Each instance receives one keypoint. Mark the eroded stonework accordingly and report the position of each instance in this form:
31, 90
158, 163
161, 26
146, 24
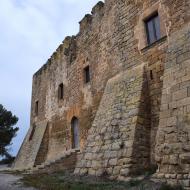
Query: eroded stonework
134, 112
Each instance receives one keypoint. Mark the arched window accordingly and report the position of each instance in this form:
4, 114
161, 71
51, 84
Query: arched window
75, 132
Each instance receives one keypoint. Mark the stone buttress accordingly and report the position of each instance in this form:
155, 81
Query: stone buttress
118, 141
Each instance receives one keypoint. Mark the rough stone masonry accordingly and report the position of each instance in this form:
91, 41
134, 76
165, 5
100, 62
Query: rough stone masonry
118, 92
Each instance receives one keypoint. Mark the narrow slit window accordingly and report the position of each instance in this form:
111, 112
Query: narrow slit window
61, 91
153, 28
151, 75
87, 74
32, 132
36, 108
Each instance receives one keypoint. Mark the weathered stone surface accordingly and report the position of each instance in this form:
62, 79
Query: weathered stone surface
135, 111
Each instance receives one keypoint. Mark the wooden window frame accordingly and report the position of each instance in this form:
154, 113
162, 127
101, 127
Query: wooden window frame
155, 29
87, 77
61, 91
37, 108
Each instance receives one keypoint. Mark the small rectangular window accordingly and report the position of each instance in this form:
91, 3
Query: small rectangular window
87, 74
36, 107
32, 132
61, 91
153, 28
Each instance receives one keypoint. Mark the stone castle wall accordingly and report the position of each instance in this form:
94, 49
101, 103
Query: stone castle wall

######

- Wymagania zadania: Przepisz wszystkie rekordy z góry, zamieniając „Query” na „Target”, a resztę zostaw bez zmian. Zdjęć nie przepisuj.

- Odpowiedź pisemna:
Each instance receives one keypoint. Mark the eroded stonework accordingly and report the position of each instance in this form:
31, 90
158, 163
161, 26
146, 24
Target: eroded stonework
134, 112
Each instance receives one keypoint. Mark the arched window accordingly and report the position of each instance in this form:
4, 114
161, 71
51, 84
Target: arched window
75, 132
Each instance receives one keypoint. Mark the stone buttress accordingly and report the position of each instance in this form:
155, 81
Target: stone buttress
118, 141
Each instance receives one keypoint. Mark the rough stone masonry accordingly and report the position of each instance in this form:
91, 41
134, 76
165, 5
100, 62
Target: rough stone masonry
118, 92
Each instance receives one keypoint. Mark the narrow slit window accordingly and report the position of each instance in this form:
111, 112
Target: narrow slit window
61, 91
153, 28
151, 75
87, 74
32, 132
36, 108
Each instance receives one keypoint. Mark the weathered stone surface accordingly and report the position of each instance in this form:
62, 79
Target: weathered stone surface
135, 111
Each instance receives one keypoint. Mark the wooden window frame accordingly and report the position of each instance in this form:
154, 113
162, 127
101, 127
Target: wooden window frame
155, 29
87, 77
61, 91
37, 108
Each instance receives one keypoint. Mark the small rectangular window accordingly and report the position of each instance in this form:
91, 3
Target: small rectangular window
87, 74
36, 107
32, 132
61, 91
153, 28
Each instance receives one keypoint. Mark the stone castle wall accordingly and report the position of each instance in this form:
94, 49
101, 103
Target: stone castle wall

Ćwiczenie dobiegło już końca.